(Point placement records)
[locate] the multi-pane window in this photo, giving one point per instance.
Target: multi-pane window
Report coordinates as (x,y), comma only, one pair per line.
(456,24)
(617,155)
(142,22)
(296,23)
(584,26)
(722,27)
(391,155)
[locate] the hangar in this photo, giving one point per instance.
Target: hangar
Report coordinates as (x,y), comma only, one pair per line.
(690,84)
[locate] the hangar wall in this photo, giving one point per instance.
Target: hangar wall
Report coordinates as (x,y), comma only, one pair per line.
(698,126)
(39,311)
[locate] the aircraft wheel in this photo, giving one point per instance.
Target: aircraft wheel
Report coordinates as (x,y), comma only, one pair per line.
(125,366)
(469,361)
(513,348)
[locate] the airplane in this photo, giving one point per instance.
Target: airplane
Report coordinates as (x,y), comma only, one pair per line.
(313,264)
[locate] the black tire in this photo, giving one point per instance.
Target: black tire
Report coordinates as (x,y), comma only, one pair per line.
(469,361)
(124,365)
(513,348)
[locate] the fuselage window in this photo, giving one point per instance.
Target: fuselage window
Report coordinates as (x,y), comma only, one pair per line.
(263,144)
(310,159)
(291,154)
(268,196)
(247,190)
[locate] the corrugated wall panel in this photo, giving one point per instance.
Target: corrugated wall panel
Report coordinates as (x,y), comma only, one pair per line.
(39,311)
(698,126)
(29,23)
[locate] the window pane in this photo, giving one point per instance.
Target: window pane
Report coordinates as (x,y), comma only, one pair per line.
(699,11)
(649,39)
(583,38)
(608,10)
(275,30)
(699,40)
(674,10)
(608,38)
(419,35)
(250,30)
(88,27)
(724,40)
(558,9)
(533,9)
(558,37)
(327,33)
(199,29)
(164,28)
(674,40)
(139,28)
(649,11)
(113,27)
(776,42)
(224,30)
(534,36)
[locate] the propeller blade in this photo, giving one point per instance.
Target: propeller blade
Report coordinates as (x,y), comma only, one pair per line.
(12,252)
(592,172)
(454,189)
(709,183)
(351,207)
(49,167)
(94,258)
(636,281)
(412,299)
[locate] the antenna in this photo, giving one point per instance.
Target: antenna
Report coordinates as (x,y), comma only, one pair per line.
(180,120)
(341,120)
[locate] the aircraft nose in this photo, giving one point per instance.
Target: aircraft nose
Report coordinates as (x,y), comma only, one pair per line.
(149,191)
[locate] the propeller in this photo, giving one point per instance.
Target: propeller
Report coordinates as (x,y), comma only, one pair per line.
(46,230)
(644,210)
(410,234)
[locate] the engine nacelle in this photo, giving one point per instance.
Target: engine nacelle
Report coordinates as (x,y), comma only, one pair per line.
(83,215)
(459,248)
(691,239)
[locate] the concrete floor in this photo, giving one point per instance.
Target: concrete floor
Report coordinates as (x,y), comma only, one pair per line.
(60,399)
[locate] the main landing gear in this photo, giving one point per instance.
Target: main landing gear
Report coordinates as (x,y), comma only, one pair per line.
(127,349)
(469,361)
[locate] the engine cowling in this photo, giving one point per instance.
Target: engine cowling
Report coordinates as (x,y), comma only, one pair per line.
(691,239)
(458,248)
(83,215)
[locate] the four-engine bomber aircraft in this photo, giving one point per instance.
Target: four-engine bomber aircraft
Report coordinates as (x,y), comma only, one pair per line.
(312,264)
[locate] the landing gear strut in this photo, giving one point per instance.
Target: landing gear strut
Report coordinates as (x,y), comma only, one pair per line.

Written instruction – Reproduce the final stretch of the data above: every line from the one holding "[locate] the antenna" through the end, inclusive, exactly as written and nothing else.

Written answer –
[locate] the antenna in this photo, giving one point per instance.
Target: antenna
Report coordinates as (x,y), comma only, one pair per line.
(180,120)
(341,120)
[locate] the aircraft nose in this photo, giving one point per instance.
Target: aircraft nose
Report coordinates as (x,y), comma only, one pair per line.
(149,191)
[locate] the propeller in this photo, giving one point per instance.
Target: propeller
Report coordinates as (x,y), comma only, one pair per line.
(46,230)
(644,210)
(410,234)
[locate] the engine nacelle in this photo, giving one point per instance.
Target: engine nacelle
Report coordinates as (x,y), comma only, one pair per line.
(83,215)
(459,248)
(691,239)
[locate] the concrete floor in this photo, giving one point per instance.
Target: concrete floor
Report coordinates as (x,y), comma only, one pair per line.
(60,399)
[locate] the main landing gear in this photo, giving one point per instance.
Target: main landing gear
Report coordinates as (x,y), comma only, one pair per line.
(127,349)
(469,361)
[locate] the engine cowling in this photo, giving one point per instance.
Target: engine cowling
Report coordinates as (x,y), comma only, one pair per line.
(691,239)
(458,248)
(83,215)
[locate] the four-engine bomber aircraft in this photo, giving one point per instance.
Target: four-engine bomber aircraft
Report coordinates as (x,y), comma only, one pair per line.
(312,264)
[locate] the landing gear strut in this photo, giving one point per instance.
Target: landing gear strut
Report coordinates as (x,y), comma only, one pair per line.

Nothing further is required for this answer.